Requirement: Output the entries below exactly as written, omitting pictures.

Available data:
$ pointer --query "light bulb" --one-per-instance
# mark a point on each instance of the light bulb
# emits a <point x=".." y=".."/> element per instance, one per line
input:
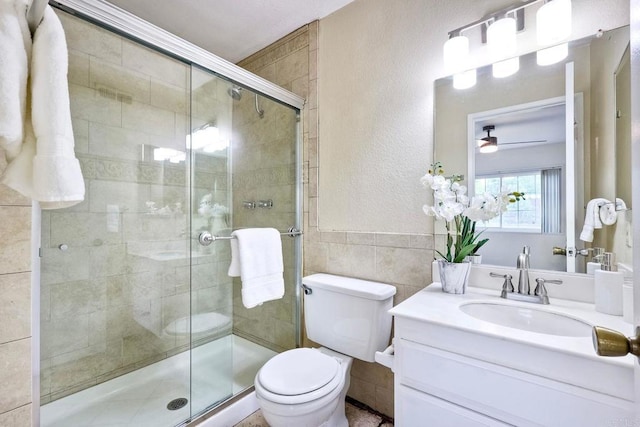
<point x="489" y="147"/>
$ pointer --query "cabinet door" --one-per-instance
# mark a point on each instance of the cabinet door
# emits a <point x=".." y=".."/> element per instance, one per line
<point x="414" y="408"/>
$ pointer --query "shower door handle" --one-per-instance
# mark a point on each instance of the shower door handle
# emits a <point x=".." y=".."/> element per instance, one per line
<point x="205" y="238"/>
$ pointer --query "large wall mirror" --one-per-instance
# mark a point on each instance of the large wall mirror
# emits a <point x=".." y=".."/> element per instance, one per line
<point x="561" y="139"/>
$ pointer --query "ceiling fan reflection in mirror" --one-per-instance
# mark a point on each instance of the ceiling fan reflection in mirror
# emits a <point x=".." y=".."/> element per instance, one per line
<point x="489" y="144"/>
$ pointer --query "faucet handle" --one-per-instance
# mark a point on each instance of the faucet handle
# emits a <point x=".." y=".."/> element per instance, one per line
<point x="507" y="286"/>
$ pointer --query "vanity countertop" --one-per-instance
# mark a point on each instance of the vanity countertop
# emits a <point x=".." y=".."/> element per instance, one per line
<point x="433" y="306"/>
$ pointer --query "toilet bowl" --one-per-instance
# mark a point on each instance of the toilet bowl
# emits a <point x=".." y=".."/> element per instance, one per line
<point x="307" y="387"/>
<point x="304" y="388"/>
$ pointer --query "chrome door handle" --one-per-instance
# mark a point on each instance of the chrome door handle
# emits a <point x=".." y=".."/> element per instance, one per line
<point x="205" y="238"/>
<point x="607" y="342"/>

Exercise answer:
$ pointer --query "light bulb" --one-per-instance
# mark a point on each instance of the light bulb
# emits a <point x=".." y=".."/> element per instance, one per line
input:
<point x="489" y="147"/>
$ pointer --query "cabinet door" --one-per-instance
# mark a point on each instance of the cabinet door
# emits a <point x=".." y=".."/> element per instance, one per line
<point x="414" y="408"/>
$ pointer --query "shower door handle" --one-per-instance
# mark a point on each instance of the shower door handle
# emits a <point x=".." y=".."/> element per instance, one per line
<point x="205" y="238"/>
$ pointer --query "large wall mirror" --one-per-instance
# mark a point on each instance of the large wall mirror
# emits a <point x=".." y=".."/> element per instance, one per line
<point x="561" y="139"/>
$ pointer --query "ceiling fan reflection in mirror" --one-per-instance
# mark a point on each instance of the ceiling fan reflection in mirror
# emits a <point x=".." y=".."/> element per instance, one per line
<point x="489" y="144"/>
$ pointer --query "faucet handle" --one-per-instance
# mark a point on each instance of the faucet handle
# emits a <point x=".." y=".."/> element per instance, one per line
<point x="507" y="286"/>
$ pointer --query "vanity countertop" --one-per-instance
# mark a point on each instance of the vanity countertop
# emits a <point x=".." y=".."/> element per instance, one per line
<point x="433" y="306"/>
$ pointer --query "toilet bowl" --one-per-instance
# mark a point on each instance of the toilet bowl
# emits a <point x=".." y=".."/> element per instance, one per line
<point x="307" y="387"/>
<point x="304" y="388"/>
$ pointer --query "chrome door handle" --one-per-instance
# mark a point on each instance of the chrome door handle
# emits a <point x=".." y=".."/> element per instance, one per line
<point x="205" y="238"/>
<point x="607" y="342"/>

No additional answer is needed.